- [Stated problem 1]
Rewrite the listing starting at the line containing "[spot] the boy -- a pin for each instance." and ending at the end of the listing, with its requests included. In each answer, shift every point coordinate up by 112.

- [Quoted passage]
• • • • • • •

What Are Macroeconomics?

Macroeconomics is the study of broad based economic forces with the intent of that study being facilitation of economic management. The big economic picture is the focus of macroeconomics, which is a branch of economic study. Macroeconomics like economics in general is not an exact science but aims to predict, understand and improve national economic activity through formulaic, demographic, monetary and econometric research and modeling.

Major areas of macroeconomics

To better understand how macroeconomics works it can be divided into sub-categories or areas of focus. Those sub-categories include different types of analysis, methods of intervention, and economic relationships. A few such categories of macroeconomic study are outlined as follows:

i) Fiscal and Monetary Policy:

Monetary and fiscal policy are different forms of Government intervention designed to influence economic stability and growth. The former is managed by the U.S. Federal Reserve in the United States and does so largely by controlling money supply and lending interest rates. The latter utilizes legislation, and the legislative budget to help accomplish its economic goals. The study of historical impacts of governmental policies on the economy is often included in macroeconomic research.

ii) Econometrics:

Econometrics is a conjunctive term meaning it combines two words to form one. In this case those two terms are Economy and Metrics meaning measurement of economy. Thus econometrics theoretically includes any type of measurement system or mechanism. For example, statistical analysis of national economic data, mathematical formulas that depict economic relationships, and graphical representation of economic information that include numerical and geometric data can all be considered within the realm of econometrics.

iii) National Cash Flow:

Cash flow is important because it not only demonstrates where money is going at the national level but also helps determine what the effects of that cash flow will be and if the cash flow is beneficial to an economy. Examples of cash flow items are the total amount of money supply in terms of hard and electronic currency, and credit within an economy. Additionally, cash flow also takes into account national financial accounting such as movement of capital in and out of a country, government expenditures and receipts, national financing, turn key investments, foreign direct investment, investment in research and development, net cash flow in and out of securities markets and total state budgets etc.

• • • • • • •

- [Extracted material]
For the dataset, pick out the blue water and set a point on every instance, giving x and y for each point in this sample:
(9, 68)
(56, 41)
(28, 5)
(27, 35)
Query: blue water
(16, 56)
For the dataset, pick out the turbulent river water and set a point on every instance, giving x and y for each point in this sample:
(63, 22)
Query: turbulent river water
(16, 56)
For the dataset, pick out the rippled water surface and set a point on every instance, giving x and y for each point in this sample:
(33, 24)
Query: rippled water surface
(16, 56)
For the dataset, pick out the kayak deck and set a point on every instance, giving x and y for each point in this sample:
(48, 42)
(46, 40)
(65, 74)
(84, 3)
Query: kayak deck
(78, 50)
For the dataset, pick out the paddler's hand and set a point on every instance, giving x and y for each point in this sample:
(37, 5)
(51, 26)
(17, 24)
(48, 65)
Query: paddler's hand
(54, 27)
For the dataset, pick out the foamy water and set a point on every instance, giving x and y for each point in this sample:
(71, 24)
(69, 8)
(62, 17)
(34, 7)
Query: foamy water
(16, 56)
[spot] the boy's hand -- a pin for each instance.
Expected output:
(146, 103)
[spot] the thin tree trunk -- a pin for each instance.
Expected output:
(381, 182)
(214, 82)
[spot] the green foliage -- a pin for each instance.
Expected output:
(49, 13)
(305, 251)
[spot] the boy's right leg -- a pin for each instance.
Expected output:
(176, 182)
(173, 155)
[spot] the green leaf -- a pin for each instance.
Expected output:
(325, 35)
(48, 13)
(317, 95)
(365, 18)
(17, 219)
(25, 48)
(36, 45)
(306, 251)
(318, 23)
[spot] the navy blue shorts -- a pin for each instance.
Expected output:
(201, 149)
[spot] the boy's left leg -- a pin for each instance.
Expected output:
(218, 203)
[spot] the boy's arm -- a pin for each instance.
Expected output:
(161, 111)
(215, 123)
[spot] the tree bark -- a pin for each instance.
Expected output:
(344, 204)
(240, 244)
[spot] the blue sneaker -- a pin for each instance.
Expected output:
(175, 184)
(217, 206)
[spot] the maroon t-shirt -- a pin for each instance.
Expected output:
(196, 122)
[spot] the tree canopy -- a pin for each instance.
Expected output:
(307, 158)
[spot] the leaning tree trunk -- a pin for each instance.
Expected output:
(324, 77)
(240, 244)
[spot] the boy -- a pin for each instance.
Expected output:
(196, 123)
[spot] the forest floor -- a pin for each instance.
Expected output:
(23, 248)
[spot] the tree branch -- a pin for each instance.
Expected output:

• • • • • • •

- [Stated problem 2]
According to the macroeconomics passage, who manages monetary policy in the United States?

- [Reply 1]
[spot] the boy -- a pin for each instance.
Expected output:
(308, 235)
[spot] the forest floor -- a pin for each instance.
Expected output:
(135, 360)
[spot] the tree branch -- a pin for each instance.
Expected output:

- [Reply 2]
The U.S. Federal Reserve.